Begin Text excerpt
Registrant’s telephone number, including area code: (302) 824-7062

 

 

(Former name or former address if changed since last report.)

 

Check the appropriate box below if the Form 8-K filing is intended to simultaneously satisfy the filing obligation of the registrant under any of the following provisions:

 

¨Written communications pursuant to Rule 425 under the Securities Act (17 CFR 230.425)
¨Soliciting material pursuant to Rule 14a-12 under the Exchange Act (17 CFR 240.14a-12)
¨Pre-commencement communications pursuant to Rule 14d-2(b) under the Exchange Act (17 CFR 240.14d-2(b))
¨Pre-commencement communications pursuant to Rule 13e-4(c) under the Exchange Act (17 CFR 240.13e-4(c))

 

Indicate by check mark whether the registrant is an emerging growth company as defined in as defined in Rule 405 of the Securities Act of 1933 (§230.405 of this chapter) or Rule 12b-2 of the Securities Exchange Act of 1934 (§240.12b-2 of this chapter).

 

Emerging growth company ¨

 

If an emerging growth company, indicate by check mark if the registrant has elected not to use the extended transition period for complying with any new or revised financial accounting standards provided pursuant to Section 13(a) of the Exchange Act. ¨

 

 

 

   

 

 

Item 1.01. Entry into a Material Definitive Agreement.

 

On February 2, 2018, Standard Diversified Opportunities Inc., a Delaware corporation (the “Registrant”), and its subsidiaries, Standard Outdoor LLC, a Delaware limited liability company, Standard Outdoor Southwest LLC, a Delaware limited liability company, Standard Outdoor Southeast I LLC, a Delaware limited liability company, and Standard Outdoor Southeast II LLC, a Delaware limited liability company (collectively with the Registrant, the “Borrowers”) entered into a Term Loan Agreement (the “Term Loan Agreement”), by and among the Borrowers and Crystal Financial LLC, a Delaware limited liability company, as administrative agent and collateral agent (the “Agent”) for the financial institutions from time to time party thereto (the “Lenders”) and for itself, and the Lenders. The Term Loan Agreement provides for an initial term loan of $10,000,000 (the “Initial Term Loan”) and a commitment to provide additional term loans of up to $15,000,000 in the aggregate (the “Delayed Draw Commitment”). Subject to the satisfaction of certain conditions, the Borrowers may request an additional increase in the Lenders’ commitment of up to $25,000,000 (the “Incremental Commitment”). The Initial Term Loan will be used to finance a portion of the acquisition of certain billboards, fund certain fees and expenses, and provide working capital for the Borrowers. Any term loans made in connection with the Delayed Draw Commitment or Incremental Commitment will be used to finance permitted acquisitions under the Term Loan Agreement.
End Text excerpt
Begin Data supplied
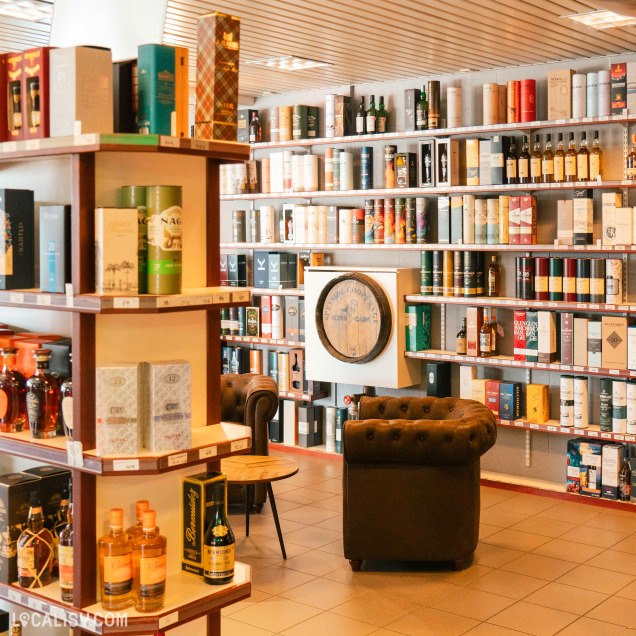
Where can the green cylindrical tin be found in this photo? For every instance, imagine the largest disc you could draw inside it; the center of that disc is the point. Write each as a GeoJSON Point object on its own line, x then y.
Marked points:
{"type": "Point", "coordinates": [164, 239]}
{"type": "Point", "coordinates": [135, 197]}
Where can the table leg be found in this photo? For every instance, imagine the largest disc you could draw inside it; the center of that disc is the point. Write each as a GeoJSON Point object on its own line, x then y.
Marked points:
{"type": "Point", "coordinates": [270, 493]}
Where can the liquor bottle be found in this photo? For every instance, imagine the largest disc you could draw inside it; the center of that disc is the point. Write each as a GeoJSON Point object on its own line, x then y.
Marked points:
{"type": "Point", "coordinates": [460, 340]}
{"type": "Point", "coordinates": [559, 161]}
{"type": "Point", "coordinates": [535, 161]}
{"type": "Point", "coordinates": [571, 160]}
{"type": "Point", "coordinates": [547, 161]}
{"type": "Point", "coordinates": [12, 393]}
{"type": "Point", "coordinates": [42, 398]}
{"type": "Point", "coordinates": [255, 129]}
{"type": "Point", "coordinates": [485, 337]}
{"type": "Point", "coordinates": [421, 112]}
{"type": "Point", "coordinates": [524, 162]}
{"type": "Point", "coordinates": [494, 272]}
{"type": "Point", "coordinates": [35, 548]}
{"type": "Point", "coordinates": [583, 160]}
{"type": "Point", "coordinates": [595, 158]}
{"type": "Point", "coordinates": [361, 119]}
{"type": "Point", "coordinates": [511, 163]}
{"type": "Point", "coordinates": [218, 544]}
{"type": "Point", "coordinates": [382, 117]}
{"type": "Point", "coordinates": [65, 551]}
{"type": "Point", "coordinates": [115, 564]}
{"type": "Point", "coordinates": [149, 566]}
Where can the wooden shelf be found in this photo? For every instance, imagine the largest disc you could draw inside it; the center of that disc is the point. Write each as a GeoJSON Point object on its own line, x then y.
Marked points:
{"type": "Point", "coordinates": [209, 443]}
{"type": "Point", "coordinates": [508, 361]}
{"type": "Point", "coordinates": [187, 598]}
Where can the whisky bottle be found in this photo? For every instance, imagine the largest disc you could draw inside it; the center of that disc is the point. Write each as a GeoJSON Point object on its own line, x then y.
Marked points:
{"type": "Point", "coordinates": [218, 544]}
{"type": "Point", "coordinates": [149, 566]}
{"type": "Point", "coordinates": [371, 116]}
{"type": "Point", "coordinates": [12, 393]}
{"type": "Point", "coordinates": [35, 548]}
{"type": "Point", "coordinates": [524, 162]}
{"type": "Point", "coordinates": [461, 339]}
{"type": "Point", "coordinates": [583, 160]}
{"type": "Point", "coordinates": [42, 397]}
{"type": "Point", "coordinates": [535, 161]}
{"type": "Point", "coordinates": [559, 161]}
{"type": "Point", "coordinates": [115, 564]}
{"type": "Point", "coordinates": [361, 119]}
{"type": "Point", "coordinates": [547, 161]}
{"type": "Point", "coordinates": [65, 551]}
{"type": "Point", "coordinates": [571, 160]}
{"type": "Point", "coordinates": [485, 337]}
{"type": "Point", "coordinates": [595, 158]}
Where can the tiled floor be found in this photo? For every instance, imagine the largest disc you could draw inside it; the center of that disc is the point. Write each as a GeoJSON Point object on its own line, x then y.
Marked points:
{"type": "Point", "coordinates": [543, 566]}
End Data supplied
> The request
Translate this sentence from the term loan filing above into Spanish: "The Initial Term Loan will be used to finance a portion of the acquisition of certain billboards, fund certain fees and expenses, and provide working capital for the Borrowers."

> Solution
El Préstamo a Plazo Inicial se utilizará para financiar una parte de la adquisición de ciertas vallas publicitarias, cubrir ciertos honorarios y gastos, y proporcionar capital de trabajo a los Prestatarios.